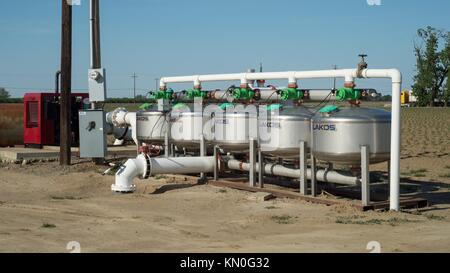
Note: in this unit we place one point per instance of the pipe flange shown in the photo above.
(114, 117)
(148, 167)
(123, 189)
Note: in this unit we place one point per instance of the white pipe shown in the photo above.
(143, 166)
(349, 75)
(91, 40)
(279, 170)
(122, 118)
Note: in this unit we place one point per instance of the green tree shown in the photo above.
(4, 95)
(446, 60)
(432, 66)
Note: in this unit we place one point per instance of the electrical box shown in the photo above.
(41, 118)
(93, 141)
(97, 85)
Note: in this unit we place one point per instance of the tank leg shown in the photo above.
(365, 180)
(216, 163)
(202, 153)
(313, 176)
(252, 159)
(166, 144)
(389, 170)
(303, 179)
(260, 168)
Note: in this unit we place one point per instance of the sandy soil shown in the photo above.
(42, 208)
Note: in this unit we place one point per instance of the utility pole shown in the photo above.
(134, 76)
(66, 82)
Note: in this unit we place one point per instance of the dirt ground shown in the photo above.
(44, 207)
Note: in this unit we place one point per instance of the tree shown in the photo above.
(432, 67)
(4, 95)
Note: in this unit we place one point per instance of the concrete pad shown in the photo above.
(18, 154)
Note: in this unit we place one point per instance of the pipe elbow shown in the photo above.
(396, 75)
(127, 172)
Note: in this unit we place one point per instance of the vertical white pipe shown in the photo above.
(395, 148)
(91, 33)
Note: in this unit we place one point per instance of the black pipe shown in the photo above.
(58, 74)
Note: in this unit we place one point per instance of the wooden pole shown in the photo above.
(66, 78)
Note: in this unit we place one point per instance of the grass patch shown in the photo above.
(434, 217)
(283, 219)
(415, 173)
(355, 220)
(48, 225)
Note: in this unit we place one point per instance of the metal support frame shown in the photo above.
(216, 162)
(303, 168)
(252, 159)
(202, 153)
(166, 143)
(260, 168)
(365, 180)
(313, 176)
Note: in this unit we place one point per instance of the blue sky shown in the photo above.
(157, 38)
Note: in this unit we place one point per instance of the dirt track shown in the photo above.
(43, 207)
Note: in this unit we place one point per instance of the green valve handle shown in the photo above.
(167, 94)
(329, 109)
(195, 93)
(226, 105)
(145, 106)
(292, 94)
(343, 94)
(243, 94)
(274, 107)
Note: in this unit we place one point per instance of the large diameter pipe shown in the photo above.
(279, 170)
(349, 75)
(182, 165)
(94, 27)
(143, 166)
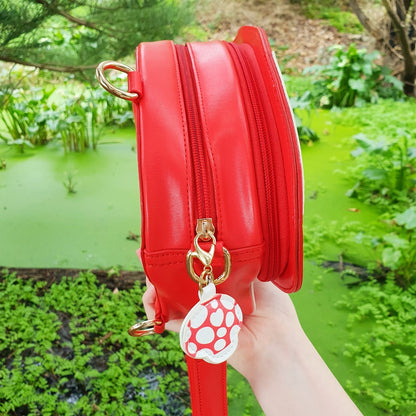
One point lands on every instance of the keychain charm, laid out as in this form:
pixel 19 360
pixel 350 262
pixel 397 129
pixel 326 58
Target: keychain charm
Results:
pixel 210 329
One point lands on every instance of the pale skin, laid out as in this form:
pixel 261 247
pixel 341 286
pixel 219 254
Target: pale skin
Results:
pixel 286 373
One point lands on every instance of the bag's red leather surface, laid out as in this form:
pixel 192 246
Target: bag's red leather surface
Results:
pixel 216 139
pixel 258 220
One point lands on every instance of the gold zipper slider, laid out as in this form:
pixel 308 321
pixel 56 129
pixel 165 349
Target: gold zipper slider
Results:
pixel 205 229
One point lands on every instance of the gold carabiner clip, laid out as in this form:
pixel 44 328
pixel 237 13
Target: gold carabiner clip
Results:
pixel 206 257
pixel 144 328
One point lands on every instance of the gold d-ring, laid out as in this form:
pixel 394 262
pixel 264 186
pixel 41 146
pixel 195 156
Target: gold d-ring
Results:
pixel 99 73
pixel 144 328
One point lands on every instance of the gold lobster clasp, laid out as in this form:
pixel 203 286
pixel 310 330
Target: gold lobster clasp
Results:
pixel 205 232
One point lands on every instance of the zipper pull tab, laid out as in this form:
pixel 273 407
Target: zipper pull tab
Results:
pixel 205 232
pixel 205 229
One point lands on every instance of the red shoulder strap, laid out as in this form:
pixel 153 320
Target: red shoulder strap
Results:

━━━━

[TASK ITEM]:
Everything in the entries above should be written out again exactly, except the images.

[EXPECTED ANSWER]:
Note: in this unit we place one point per instance of the pipe flange shown in the photo above.
(114, 117)
(148, 167)
(123, 189)
Note: in this unit we place one point per instance of the white pipe shown in the photo above.
(143, 166)
(349, 75)
(91, 40)
(279, 170)
(122, 118)
Note: in this unit we place one point per instance of the green tree shown in the photo above.
(4, 95)
(446, 60)
(432, 66)
Note: in this unit we place one point per instance of the electrical box shown in the photo above.
(41, 118)
(93, 141)
(97, 85)
Note: in this unit we place one point per instance of the tank leg shown in the photo above.
(365, 180)
(216, 163)
(202, 153)
(313, 176)
(252, 159)
(166, 144)
(389, 170)
(303, 179)
(260, 168)
Note: in this unit we place one point per instance of the sandy soil shown in the photo above.
(42, 208)
Note: in this unit we place one point per instance of the utility pole shown in the photo above.
(134, 76)
(66, 82)
Note: in this unit we place one point per instance of the dirt ground shown in the photo above.
(44, 207)
Note: in this unit we place one point per instance of the tree shown in the photo above.
(432, 67)
(4, 95)
Note: in this unit we place one point per instance of the concrete pad shown in the photo above.
(18, 154)
Note: in this unit we place one point per instance of the pipe elbow shown in the photo above.
(396, 75)
(127, 172)
Note: in this unit we place one point per instance of the vertical white pipe shown in the photo above.
(395, 148)
(91, 33)
Note: in this unit we place one point per instance of the black pipe shown in the photo above.
(58, 74)
Note: in this unit we place one point per instance of the wooden pole shown in the photo above.
(66, 78)
Note: in this unit we place one point per instance of the grass patch shown in the photo above.
(434, 217)
(283, 219)
(415, 173)
(355, 220)
(48, 225)
Note: in this unit we place one point per instance of the metal support frame shown in the photo above.
(216, 162)
(303, 168)
(252, 159)
(202, 153)
(166, 143)
(260, 168)
(365, 180)
(313, 176)
Note: in this unit we place one point per instance of the blue sky shown in the photo above.
(157, 38)
Note: in this unit we place one point per instance of the dirt track shown in the photo above.
(43, 207)
Note: in this unit we place one point per instance of the green valve handle shown in the photo above.
(167, 94)
(329, 109)
(195, 93)
(226, 105)
(145, 106)
(292, 94)
(343, 94)
(243, 94)
(274, 107)
Note: in this unit we place one point per instance of the large diameter pipe shown in the photo above.
(279, 170)
(349, 75)
(182, 165)
(94, 27)
(143, 166)
One point lands on every instance of the keychain charm, laid out as in this form:
pixel 19 360
pixel 350 262
pixel 397 129
pixel 326 58
Target: keychain charm
Results:
pixel 210 329
One point lands on every instance of the pale skin, laid out as in this form:
pixel 261 247
pixel 341 286
pixel 219 254
Target: pale skin
Results:
pixel 286 373
One point lands on every instance of the bag's red leather surface, laid out as in this form:
pixel 192 246
Target: bag's red leather surface
Results:
pixel 216 139
pixel 258 220
One point lands on every instance of the gold zipper slider, laid out as in this form:
pixel 308 321
pixel 56 129
pixel 165 349
Target: gold zipper slider
Results:
pixel 205 229
One point lands on every instance of the gold carabiner clip, laid out as in this form:
pixel 44 328
pixel 237 13
Target: gold carabiner clip
Results:
pixel 206 257
pixel 144 328
One point lands on every instance of the gold d-ring, laid out as in this form:
pixel 394 262
pixel 264 186
pixel 41 146
pixel 195 156
Target: gold d-ring
Results:
pixel 99 73
pixel 144 328
One point lands on every instance of the gold lobster clasp, laid out as in this form:
pixel 203 286
pixel 310 330
Target: gold lobster clasp
Results:
pixel 205 232
One point lands on every instance of the zipper pull tab, laid out as in this form:
pixel 273 407
Target: zipper pull tab
Results:
pixel 205 232
pixel 205 229
One point lands on every instance of the red shoulder strap, laid out as in this form:
pixel 153 320
Target: red shoulder strap
Results:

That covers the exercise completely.